Document text:
* * * * *
NIPS 2018
Sun Dec 2nd through Sat the 8th, 2018 at Palais des Congrès de Montréal
Paper ID:3669
Title:Learning Signed Determinantal Point Processes through the Principal Minor Assignment Problem

Reviewer 1


		
The authors' response was in many respects quite comprehensive so I am inclined to slightly revise my score. As I said, I think the results presented in the paper seem interesting and novel, however I still feel that the motivation for signed DPP's is not sufficiently studied. The example of coffee, tea and mugs is nice, but there is just not enough concrete evidence in the current discussion suggesting that the signed DPP would even do the right thing in this simple case (I'm not saying that it wouldn't, just that it was not scientifically established in any way). ------------------ The paper considers a determinantal point process (DPP) where the kernel matrix may be non-symmetric, in which case the probability distribution can model both the repulsion and attraction between elements in the sampled set. The authors first define the generalized DPP and then discuss the challenges that the non-symmetric DPP poses for the task of learning of a kernel matrix from i.i.d samples when using the method of moments from prior work [23]. Then, under various assumptions on the nonsymmetric kernel matrix, a learning algorithm is proposed which runs in polynomial time (the analysis follows the ideas of [23], but addresses the challenges posed by the non-symmetric nature of the kernel). The authors spend very little time (one sentence, as far as I can tell) motivating why the study of non-symmetric DPP’s is relevant to the NIPS community. I tend to agree that they may be mathematically interesting, but in my opinion that is not sufficient to justify the learning algorithm. I would have appreciated a more detailed discussion (if not experiments) of when a signed DPP may better model a recommender system, compared to a standard DPP. Minor comments: - line 51: „In a learning prospective” -> „In the learning perspective” - line 57: „borrowed in [23]” -> „proposed in [23]” ? - line 66: „minor assignemt problem” -> „minor assignment problem” - line 264: „is modeled a random” -> „is modeled as a random” - line 272: „if is satisfies” -> „if it satisfies” - lines 264,266,etc: „Condition (4)” - I think that reference should be „Condition (3)”
* * * * *
Data excerpt:
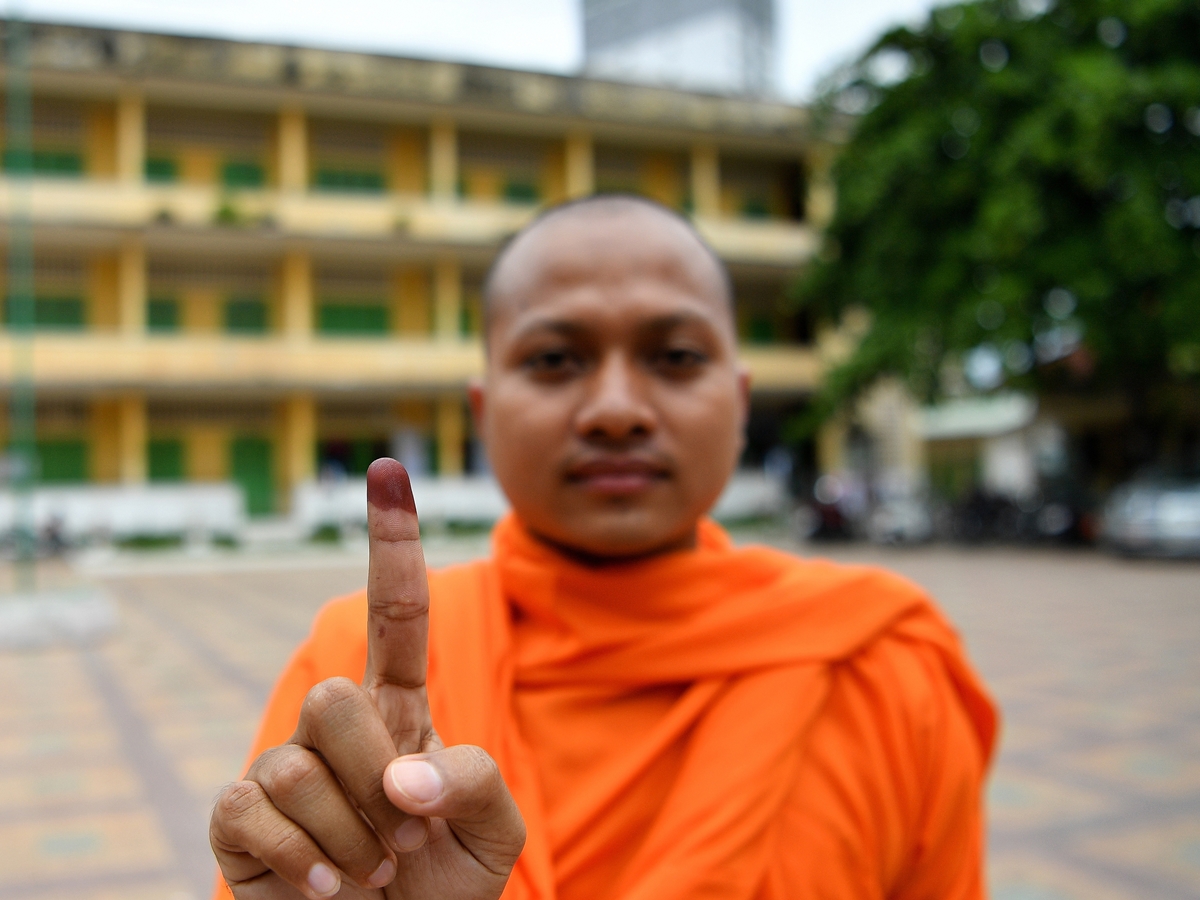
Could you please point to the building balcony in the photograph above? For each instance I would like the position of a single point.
(100, 363)
(267, 215)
* * * * *
Job:
Print the NIPS 2018 review in full, word for word. These lines come from a separate source.

Answer to the task:
NIPS 2018
Sun Dec 2nd through Sat the 8th, 2018 at Palais des Congrès de Montréal
Paper ID:3669
Title:Learning Signed Determinantal Point Processes through the Principal Minor Assignment Problem

Reviewer 1


		
The authors' response was in many respects quite comprehensive so I am inclined to slightly revise my score. As I said, I think the results presented in the paper seem interesting and novel, however I still feel that the motivation for signed DPP's is not sufficiently studied. The example of coffee, tea and mugs is nice, but there is just not enough concrete evidence in the current discussion suggesting that the signed DPP would even do the right thing in this simple case (I'm not saying that it wouldn't, just that it was not scientifically established in any way). ------------------ The paper considers a determinantal point process (DPP) where the kernel matrix may be non-symmetric, in which case the probability distribution can model both the repulsion and attraction between elements in the sampled set. The authors first define the generalized DPP and then discuss the challenges that the non-symmetric DPP poses for the task of learning of a kernel matrix from i.i.d samples when using the method of moments from prior work [23]. Then, under various assumptions on the nonsymmetric kernel matrix, a learning algorithm is proposed which runs in polynomial time (the analysis follows the ideas of [23], but addresses the challenges posed by the non-symmetric nature of the kernel). The authors spend very little time (one sentence, as far as I can tell) motivating why the study of non-symmetric DPP’s is relevant to the NIPS community. I tend to agree that they may be mathematically interesting, but in my opinion that is not sufficient to justify the learning algorithm. I would have appreciated a more detailed discussion (if not experiments) of when a signed DPP may better model a recommender system, compared to a standard DPP. Minor comments: - line 51: „In a learning prospective” -> „In the learning perspective” - line 57: „borrowed in [23]” -> „proposed in [23]” ? - line 66: „minor assignemt problem” -> „minor assignment problem” - line 264: „is modeled a random” -> „is modeled as a random” - line 272: „if is satisfies” -> „if it satisfies” - lines 264,266,etc: „Condition (4)” - I think that reference should be „Condition (3)”